## TASK BRIEF
Please answer these questions about the message below, one per line:
1. What title did Quiroga et al give their paper?
2. Who made the points about the paper together with the writer?
3. Roughly what share of the neurons in the MTL does the writer say is used for each concept?

## TEXT
------------------------------
Vladimir Nesov wrote:
On Sat, Nov 22, 2008 at 12:30 AM, Richard Loosemore <[EMAIL PROTECTED]> wrote:
They want some kind of mixture of "sparse" and "multiply redundant" and "not
distributed".  The whole point of what we wrote was that there is no
consistent interpretation of what they tried to give as their conclusion.
 If you think there is, bring it out and put it side by side with what we
said.


There is always a consistent interpretation that drops their
interpretation altogether and leaves the data. I don't see their
interpretation as strongly asserting anything. They are just saying
the same thing in a different language you don't like or consider
meaningless, but it's a question of definitions and style, not
essence, as long as the audience of the paper doesn't get confused.


Let me spell it out carefully.

If we try to buy their suggestion that the MTL represents concepts (such as "Jennifer Aniston") in a "sparse" manner, then this means that a fraction S of the neurons in MTL encode Jennifer Aniston, and the fraction is small.

Now, if the fraction S is small, then the probability of Quiroga et al hitting some neuron inthe set, using a random probe, is also small.

Agreed?

Clearly, as Quiroga et al point out themselves, if the probability S is very small, we should be surprised if that random probe actually did find a Jennifer Aniston cell.

So...

To make the argument work, they have to suggest that the number of Jennifer Aniston cells is actually a very significant percentage of the total number of cells. In other words, "sparse" must mean "about one in every hundred cells", or something like that (it's late, and I am tired, so I am not about to do the math, but if Quiroga et al do about a hundred probes and *one* of those is a JA cell, it clearly cannot be one in a million cells).

Agreed?

But, of that is the case, then each cell must be encoding many concepts, because otherwise there would not be anough cells to encode more than about a hundred concepts, would there? They admit this in the paper: "each cell might represent more than one class of images". But there are perhaps hundreds of thousands of different images that a given person can recognize, so in that case, each neuron must be representing (of the order of) thousands of images.

The points that Harley and I made were:

1) In what sense is the representation "sparse" and "not distributed" if each neuron encodes thousands of images? Roughly one percent of the neurons in the MTL are used for each concept, and each neuron represents thousands of other concepts: this is just as accurate a description of a "distributed" representation, and it is a long way from anything that resembles a "grandmother cell" situation.

And yet, Quiroga et al give their paper the title "Invariant visual representation by single neurons in the human brain". They say SINGLE neurons, when what is implied is that 1% of the entire MTL (or roughly that number) is dedicated to representing a concept like Jennifer Aniston. They seem to want to have their cake and eat it too: they put "single neurons" in the title, but buried in their logic is the implication that vast numbers of neurons are redundantly coding for each concept. That is an *incoherent* claim.

2) This entire discussion of the contrast between sparse and distributed representations has about it the implication that "neurons" are a unit that has some functional meaning, when talking about concepts. But Harley and I described an example of a different (mor sophisticated) way to encode concepts, in which it made no sense to talk about these particular neurons as encoding particular concepts. The neurons were just playing the role of dumb constituents in a larger structure, while the actual concepts were (in essence) patterns of activation that were just passing through.

This alternate conception of what might be going on leads us to the conclusion that the distinction Quiroga et al make between "sparse" and "distributed" is not necessarily meaningful at all. In our alternate conception, the distinction is meaningless, and the conclusion that Quiroga et al draw (that there is "an invariant, sparse and explicit code") is not valid - it is only a coherent conclusion if we buy the idea that individual neurons are doing some representing of concepts.

In other words, the conclusion was incoherent in this sense also. It was theory laden.



The whole mess is summed up quite well by a statement that they make:


"In the ... case [of distributed representation], recognition would require the simultaneous activation of a large number of cells and therefore we would expect each cell to respond to many pictures with similar basic features. This is in contrast to the sparse firing we observe, because most MTL cells do not respond to the great majority of images seen by the patient."


But the only way to make their 'sparse" interpretation work would be to have (about) 1% of the MTL respond to one picture - a *huge* number of cells, by anyone's standard!

This is a contradiction.  Or, as we put it, an incoherent claim.



All of this was in the paper.

Yes, the data by itself is interesting. No, the interpretation of the data given by the authors was meaningless.
------------------------------
## LISTED RECORDS
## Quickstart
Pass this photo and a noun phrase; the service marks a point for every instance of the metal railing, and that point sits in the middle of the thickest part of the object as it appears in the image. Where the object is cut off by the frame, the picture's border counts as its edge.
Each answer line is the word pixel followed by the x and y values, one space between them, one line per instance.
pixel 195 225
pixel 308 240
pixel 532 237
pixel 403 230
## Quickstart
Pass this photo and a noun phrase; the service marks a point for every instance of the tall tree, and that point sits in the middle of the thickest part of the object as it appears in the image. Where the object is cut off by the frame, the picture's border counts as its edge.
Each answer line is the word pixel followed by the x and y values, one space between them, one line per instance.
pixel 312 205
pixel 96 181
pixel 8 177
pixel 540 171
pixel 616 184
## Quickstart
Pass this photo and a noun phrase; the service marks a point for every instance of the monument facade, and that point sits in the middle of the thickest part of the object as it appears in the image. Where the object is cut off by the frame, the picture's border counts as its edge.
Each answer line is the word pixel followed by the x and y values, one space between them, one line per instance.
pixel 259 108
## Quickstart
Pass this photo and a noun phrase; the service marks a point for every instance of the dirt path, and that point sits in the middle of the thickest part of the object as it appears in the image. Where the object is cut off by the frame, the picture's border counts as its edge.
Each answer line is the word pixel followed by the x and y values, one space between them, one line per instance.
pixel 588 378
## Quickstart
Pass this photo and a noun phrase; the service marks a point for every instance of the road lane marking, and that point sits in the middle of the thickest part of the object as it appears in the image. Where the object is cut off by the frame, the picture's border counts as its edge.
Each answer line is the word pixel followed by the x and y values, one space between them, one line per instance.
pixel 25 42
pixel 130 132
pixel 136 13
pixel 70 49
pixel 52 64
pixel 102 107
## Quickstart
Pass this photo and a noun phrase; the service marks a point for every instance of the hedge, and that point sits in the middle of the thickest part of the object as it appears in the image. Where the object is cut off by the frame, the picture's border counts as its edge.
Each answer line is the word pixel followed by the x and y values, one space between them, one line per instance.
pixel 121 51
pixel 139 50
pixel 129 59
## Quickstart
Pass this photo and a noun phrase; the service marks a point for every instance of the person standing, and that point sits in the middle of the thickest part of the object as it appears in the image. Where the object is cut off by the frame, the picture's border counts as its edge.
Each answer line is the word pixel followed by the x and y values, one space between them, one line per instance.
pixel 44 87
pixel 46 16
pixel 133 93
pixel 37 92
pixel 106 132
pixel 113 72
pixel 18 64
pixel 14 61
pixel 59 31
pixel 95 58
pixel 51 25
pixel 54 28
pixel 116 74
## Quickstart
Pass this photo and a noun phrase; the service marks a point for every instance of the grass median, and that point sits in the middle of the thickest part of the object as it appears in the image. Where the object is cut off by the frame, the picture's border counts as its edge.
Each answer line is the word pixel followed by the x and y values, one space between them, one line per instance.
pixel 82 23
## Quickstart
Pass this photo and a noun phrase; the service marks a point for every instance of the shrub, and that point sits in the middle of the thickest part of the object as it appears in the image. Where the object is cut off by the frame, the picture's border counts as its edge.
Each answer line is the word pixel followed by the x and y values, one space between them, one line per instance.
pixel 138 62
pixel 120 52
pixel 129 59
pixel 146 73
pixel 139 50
------------------------------
## TASK ANSWER
1. "Invariant visual representation by single neurons in the human brain"
2. Harley
3. Roughly one percent